**Document segment**.
══════════════════════════════

New Year, new possibilities.
As much as I like the start of a New Year and the possibilities it brings, I
don’t like how quickly the calendar fills with commitments, sometimes to the
point of leaving no room to be still. I can only blame myself and my inability
to say no, added to my tendency to fill any extra hours to capacity.
As I begin to mark
my calendar this New Year, I want to make certain to include time to retreat
and climb a mountain. Jesus taught us to retreat, to go up to a mountain top
and find time alone to pray. “But he would withdraw to deserted places to
pray.” Luke 5:16
Finding time to be
alone is one of the reasons I enjoy camping and hiking. In past years I've had
the grace to climb some incredible mountains – Mount Sinai in Egypt, Machu
Picchu in Peru, Mount Rose in Nevada. Reaching the summit was challenging but
the view of God’s creation and the silence was worth each strained muscle. Not
only did each hike help me slow my pace, each helped me set aside distractions
from my day-to-day routine. The hikes helped me pay attention, to take in the
view. The long climbs also gave me time to think and to pray.
Granted, we do not
have any mountains in the Rio Grande Valley, but we can set aside time to claim
our own space, our metaphorical mountains, to sit in prayer and silence with
God. One of my favorite spaces is in my backyard porch, either early in the
morning before anyone wakes up or midmornings on weekends when I can sit and
listen to the wind playing with the leaves.

══════════════════════════════

**Supplied material**.
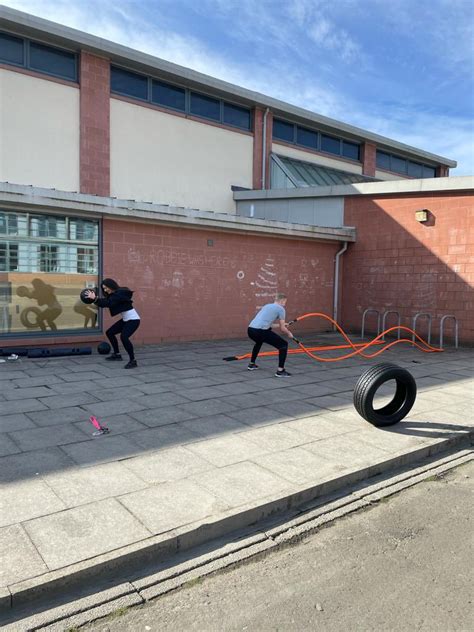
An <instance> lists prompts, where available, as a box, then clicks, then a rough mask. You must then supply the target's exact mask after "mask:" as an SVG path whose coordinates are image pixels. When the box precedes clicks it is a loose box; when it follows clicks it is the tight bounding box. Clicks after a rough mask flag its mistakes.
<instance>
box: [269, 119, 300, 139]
mask: <svg viewBox="0 0 474 632" xmlns="http://www.w3.org/2000/svg"><path fill="white" fill-rule="evenodd" d="M273 138H277V139H278V140H285V141H287V142H288V143H294V142H295V126H294V125H293V123H287V122H286V121H279V120H278V119H274V120H273Z"/></svg>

══════════════════════════════

**Job 1**. In the New Year reflection, copy the passage from "Granted, we do" up to and including "with the leaves.".
**Job 2**. According to the New Year reflection, which three mountains has the writer climbed in past years?

**Written response 1**.
Granted, we do not
have any mountains in the Rio Grande Valley, but we can set aside time to claim
our own space, our metaphorical mountains, to sit in prayer and silence with
God. One of my favorite spaces is in my backyard porch, either early in the
morning before anyone wakes up or midmornings on weekends when I can sit and
listen to the wind playing with the leaves.

**Written response 2**. Mount Sinai in Egypt, Machu Picchu in Peru, and Mount Rose in Nevada.